What is expected
For each statement, say yes or no to whether the blog post on the implied certification theory supports it, and quote the deciding words of the post. 1. The District Court dismissed the relators’ complaint in full. 2. The AARP filed a brief urging the Court to reject the implied certification theory. 3. The Supreme Court heard oral argument on April 19, 2016.

Passage
──────────────────────────────

Presented by Hodgson Russ, the Whistleblower Blog is written by a team of lawyers experienced in successfully guiding both whistleblowers and companies accused by whistleblowers of wrongdoing through the False Claims Act process.

United States Supreme Court to Determine the Viability of the “Implied Certification” Theory of Legal Falsity under the False Claims Act

In general, courts have developed two categories of false claims under the False Claims Act – factually false claims and legally false claims.  Factually false claims are those where the claimant misrepresents the goods or services it provided when submitting a claim for payment to the government.  Legally false claims are those where the claimant falsely certifies compliance with a condition of payment that can be found within relevant statutes, regulations, or contracts.  Courts have further divided the legally false claims category into “express” and “implied” certification.  The express false certification theory is triggered when a claimant submits a claim falsely certifying that it is in compliance with the relevant statutes, regulations, or contracts that are conditions of payment.  The implied false certification theory is triggered when a claimant submits a claim for payment without disclosing that it is in violation of the relevant conditions of payment.  Thus, the claimant is implicitly certifying compliance with the conditions of payment when it submits its claim for reimbursement to the government.  See generally United States ex rel. Wilkins v. United Health Group, Inc., 659 F.3d 295, 305-06 (3rd Cir. 2011) (discussing the categories of false claims under the FCA).          

In this case, the relators filed suit in the United States District Court for the District of Massachusetts following the death of their daughter who sought mental health services at Arbour Counseling Services, which is owned and operated by the defendant.  An investigation revealed that their daughter had been treated by unsupervised and unlicensed clinical staff in violation of state regulations.  Thus, the relators allege in their complaint that the claims for payment submitted by the defendant for treatment of their daughter were false within the meaning of the False Claims Act because the claims misrepresented compliance with required conditions of payment – i.e., proper supervision and proper licensing of the treating mental health providers as required by the relevant regulations.  Despite these confirmed failures of the defendant, the District Court dismissed the relators’ complaint in its entirety for failure to state a claim. The First Circuit Court of Appeals reversed that decision, however, and concluded that the relators’ allegations were sufficient to survive a motion to dismiss.  The United States Supreme Court granted the petition for a writ of certiorari and heard oral argument on April 19, 2016. 

Amicus briefs were filed by interested parties on both sides of the issue.  For instance, the American Health Care Association and the National Center for Assisted Living filed a brief arguing that the Court should reject the implied certification theory or impose strict limits on its use.  The AARP, however, filed a brief in support of the relators arguing that the implied certification theory plays a vital law enforcement function in protecting vulnerable people like nursing home residents and helps to protect people from substandard care.  

The Supreme Court’s decision is expected this summer.  Since many False Claims Act cases are filed under the implied certification theory of legal falsity, the Court’s decision regarding its viability could have a profound impact on False Claims Act litigation going forward.

──────────────────────────────

Stored items from a collection:
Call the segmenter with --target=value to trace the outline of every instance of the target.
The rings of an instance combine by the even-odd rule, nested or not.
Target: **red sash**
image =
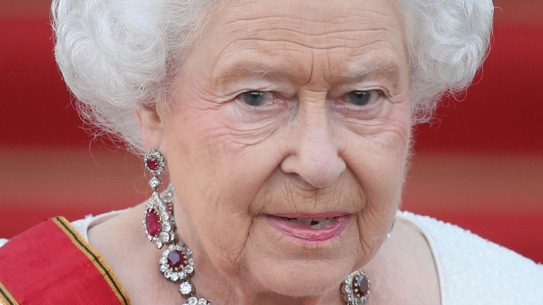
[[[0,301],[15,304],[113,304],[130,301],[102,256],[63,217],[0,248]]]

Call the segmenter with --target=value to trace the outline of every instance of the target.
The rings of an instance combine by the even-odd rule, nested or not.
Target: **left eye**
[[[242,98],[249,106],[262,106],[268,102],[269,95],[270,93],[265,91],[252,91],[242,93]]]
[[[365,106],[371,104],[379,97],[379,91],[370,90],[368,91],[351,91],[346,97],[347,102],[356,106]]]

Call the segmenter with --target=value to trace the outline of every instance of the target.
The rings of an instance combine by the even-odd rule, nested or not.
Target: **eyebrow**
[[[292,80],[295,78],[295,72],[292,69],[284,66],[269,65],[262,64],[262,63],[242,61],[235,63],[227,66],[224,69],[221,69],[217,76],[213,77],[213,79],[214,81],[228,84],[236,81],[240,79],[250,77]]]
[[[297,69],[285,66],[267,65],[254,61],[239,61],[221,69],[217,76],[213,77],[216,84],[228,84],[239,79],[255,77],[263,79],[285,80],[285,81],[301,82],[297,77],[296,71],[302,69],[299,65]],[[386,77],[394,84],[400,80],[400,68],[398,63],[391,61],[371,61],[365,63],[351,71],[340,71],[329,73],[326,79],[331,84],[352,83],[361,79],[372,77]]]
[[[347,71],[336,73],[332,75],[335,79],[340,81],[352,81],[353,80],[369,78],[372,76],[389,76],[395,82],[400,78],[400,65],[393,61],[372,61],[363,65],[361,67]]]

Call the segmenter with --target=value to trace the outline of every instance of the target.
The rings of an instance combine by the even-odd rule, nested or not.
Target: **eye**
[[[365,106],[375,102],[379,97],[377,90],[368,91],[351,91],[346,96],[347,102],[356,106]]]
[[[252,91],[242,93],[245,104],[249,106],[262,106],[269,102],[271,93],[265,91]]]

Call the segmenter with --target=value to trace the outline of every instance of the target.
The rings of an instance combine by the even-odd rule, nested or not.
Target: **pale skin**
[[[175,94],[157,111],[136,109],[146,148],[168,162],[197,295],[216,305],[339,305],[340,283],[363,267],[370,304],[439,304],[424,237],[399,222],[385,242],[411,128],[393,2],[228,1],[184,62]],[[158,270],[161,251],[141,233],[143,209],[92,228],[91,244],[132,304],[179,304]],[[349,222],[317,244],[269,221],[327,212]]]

──────────────────────────────

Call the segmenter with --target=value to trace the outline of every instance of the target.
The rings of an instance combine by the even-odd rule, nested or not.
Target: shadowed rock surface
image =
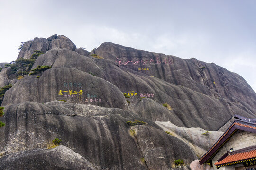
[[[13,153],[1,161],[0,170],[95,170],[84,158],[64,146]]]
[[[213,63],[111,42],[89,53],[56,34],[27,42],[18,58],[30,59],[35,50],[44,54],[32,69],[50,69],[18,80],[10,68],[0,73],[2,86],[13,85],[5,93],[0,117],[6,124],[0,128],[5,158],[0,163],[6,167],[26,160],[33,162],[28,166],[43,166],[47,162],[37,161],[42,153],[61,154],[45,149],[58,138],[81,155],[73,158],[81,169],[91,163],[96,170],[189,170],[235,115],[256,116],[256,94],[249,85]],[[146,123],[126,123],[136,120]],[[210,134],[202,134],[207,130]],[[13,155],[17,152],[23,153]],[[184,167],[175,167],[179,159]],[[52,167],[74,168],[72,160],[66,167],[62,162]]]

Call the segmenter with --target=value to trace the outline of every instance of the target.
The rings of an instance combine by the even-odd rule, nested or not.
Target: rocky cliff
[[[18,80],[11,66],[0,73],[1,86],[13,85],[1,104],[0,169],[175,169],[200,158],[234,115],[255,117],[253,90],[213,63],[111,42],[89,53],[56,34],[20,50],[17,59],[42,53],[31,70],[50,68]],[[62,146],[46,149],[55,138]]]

──────────────────────────────

Written response
1. Yes: "the District Court dismissed the relators’ complaint in its entirety for failure to state a claim"
2. No: "The AARP, however, filed a brief in support of the relators"
3. Yes: "heard oral argument on April 19, 2016"